Could you output the entire listing without altering anything?

======== DATA TO EXAMINE

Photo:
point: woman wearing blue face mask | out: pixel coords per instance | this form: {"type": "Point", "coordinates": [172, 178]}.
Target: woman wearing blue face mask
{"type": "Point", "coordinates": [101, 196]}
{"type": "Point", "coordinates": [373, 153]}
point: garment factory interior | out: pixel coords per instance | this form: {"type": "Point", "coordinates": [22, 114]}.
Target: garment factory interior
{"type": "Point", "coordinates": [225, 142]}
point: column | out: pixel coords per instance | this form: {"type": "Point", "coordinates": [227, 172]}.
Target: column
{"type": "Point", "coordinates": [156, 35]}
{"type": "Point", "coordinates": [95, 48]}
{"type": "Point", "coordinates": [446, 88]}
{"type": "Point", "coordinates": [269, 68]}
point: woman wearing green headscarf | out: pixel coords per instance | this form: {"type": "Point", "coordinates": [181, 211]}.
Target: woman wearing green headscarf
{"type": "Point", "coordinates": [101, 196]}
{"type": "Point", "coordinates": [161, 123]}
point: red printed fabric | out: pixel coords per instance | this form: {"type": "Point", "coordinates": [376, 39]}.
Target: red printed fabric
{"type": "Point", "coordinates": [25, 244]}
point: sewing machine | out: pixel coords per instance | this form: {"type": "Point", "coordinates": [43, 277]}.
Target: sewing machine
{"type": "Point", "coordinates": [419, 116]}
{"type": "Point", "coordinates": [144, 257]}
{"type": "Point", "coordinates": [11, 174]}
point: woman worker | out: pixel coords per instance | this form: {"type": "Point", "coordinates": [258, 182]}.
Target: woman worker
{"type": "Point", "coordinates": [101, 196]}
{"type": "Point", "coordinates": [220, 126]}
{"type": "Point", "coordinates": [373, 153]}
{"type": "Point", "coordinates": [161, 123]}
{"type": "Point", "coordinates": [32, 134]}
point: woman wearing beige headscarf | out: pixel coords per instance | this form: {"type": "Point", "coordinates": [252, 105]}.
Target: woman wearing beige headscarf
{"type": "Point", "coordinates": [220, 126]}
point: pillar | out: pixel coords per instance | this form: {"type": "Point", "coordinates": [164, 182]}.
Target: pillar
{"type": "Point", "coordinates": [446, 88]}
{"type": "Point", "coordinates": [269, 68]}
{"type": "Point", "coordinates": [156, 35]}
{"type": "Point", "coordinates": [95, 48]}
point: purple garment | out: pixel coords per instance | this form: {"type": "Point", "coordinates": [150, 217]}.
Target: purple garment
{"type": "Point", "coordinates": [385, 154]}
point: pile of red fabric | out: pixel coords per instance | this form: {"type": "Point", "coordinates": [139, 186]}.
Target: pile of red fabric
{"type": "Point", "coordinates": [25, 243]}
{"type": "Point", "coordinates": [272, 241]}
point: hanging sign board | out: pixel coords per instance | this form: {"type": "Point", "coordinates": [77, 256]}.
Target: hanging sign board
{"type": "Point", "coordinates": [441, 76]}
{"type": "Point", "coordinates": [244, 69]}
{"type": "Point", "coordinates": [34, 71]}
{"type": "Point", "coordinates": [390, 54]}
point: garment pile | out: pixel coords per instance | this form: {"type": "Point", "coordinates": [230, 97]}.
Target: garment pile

================

> **FINISHED TASK**
Photo:
point: woman wearing blue face mask | out: pixel coords per instance | this form: {"type": "Point", "coordinates": [172, 178]}.
Target: woman wearing blue face mask
{"type": "Point", "coordinates": [101, 196]}
{"type": "Point", "coordinates": [373, 153]}
point: garment factory interior | out: pixel coords per instance | this form: {"type": "Point", "coordinates": [22, 114]}.
Target: garment factory interior
{"type": "Point", "coordinates": [225, 142]}
point: column | out: pixel coords per instance | this form: {"type": "Point", "coordinates": [227, 172]}.
Target: column
{"type": "Point", "coordinates": [156, 35]}
{"type": "Point", "coordinates": [95, 48]}
{"type": "Point", "coordinates": [446, 88]}
{"type": "Point", "coordinates": [269, 68]}
point: woman wearing green headscarf | out: pixel coords per instance | this form: {"type": "Point", "coordinates": [181, 211]}.
Target: woman wearing green headscarf
{"type": "Point", "coordinates": [101, 196]}
{"type": "Point", "coordinates": [161, 123]}
point: red printed fabric | out: pixel coords per instance | this form: {"type": "Point", "coordinates": [376, 39]}.
Target: red printed fabric
{"type": "Point", "coordinates": [25, 244]}
point: sewing machine | out: pixel coords per instance | this form: {"type": "Point", "coordinates": [43, 277]}.
Target: sewing machine
{"type": "Point", "coordinates": [419, 116]}
{"type": "Point", "coordinates": [144, 257]}
{"type": "Point", "coordinates": [11, 174]}
point: woman worker | out: pixel coords per instance | this form: {"type": "Point", "coordinates": [258, 182]}.
Target: woman worker
{"type": "Point", "coordinates": [101, 196]}
{"type": "Point", "coordinates": [220, 126]}
{"type": "Point", "coordinates": [373, 153]}
{"type": "Point", "coordinates": [161, 123]}
{"type": "Point", "coordinates": [32, 134]}
point: woman wearing beige headscarf | out: pixel coords per instance | this form: {"type": "Point", "coordinates": [252, 105]}.
Target: woman wearing beige headscarf
{"type": "Point", "coordinates": [220, 126]}
point: pillar | out: pixel coords per instance | this form: {"type": "Point", "coordinates": [164, 182]}.
Target: pillar
{"type": "Point", "coordinates": [446, 88]}
{"type": "Point", "coordinates": [269, 68]}
{"type": "Point", "coordinates": [156, 35]}
{"type": "Point", "coordinates": [95, 48]}
point: purple garment | out: pixel coords per instance | this form: {"type": "Point", "coordinates": [150, 217]}.
Target: purple garment
{"type": "Point", "coordinates": [385, 154]}
point: pile of red fabric | out: pixel coords per instance | this form: {"type": "Point", "coordinates": [139, 186]}.
Target: pile of red fabric
{"type": "Point", "coordinates": [25, 243]}
{"type": "Point", "coordinates": [272, 241]}
point: hanging sign board | out: pixel coords per instance | this form: {"type": "Point", "coordinates": [77, 256]}.
Target: hanging sign board
{"type": "Point", "coordinates": [441, 76]}
{"type": "Point", "coordinates": [244, 69]}
{"type": "Point", "coordinates": [34, 71]}
{"type": "Point", "coordinates": [390, 54]}
point: garment pile | out: pixel coords per instance | this form: {"type": "Point", "coordinates": [230, 97]}.
Target: garment pile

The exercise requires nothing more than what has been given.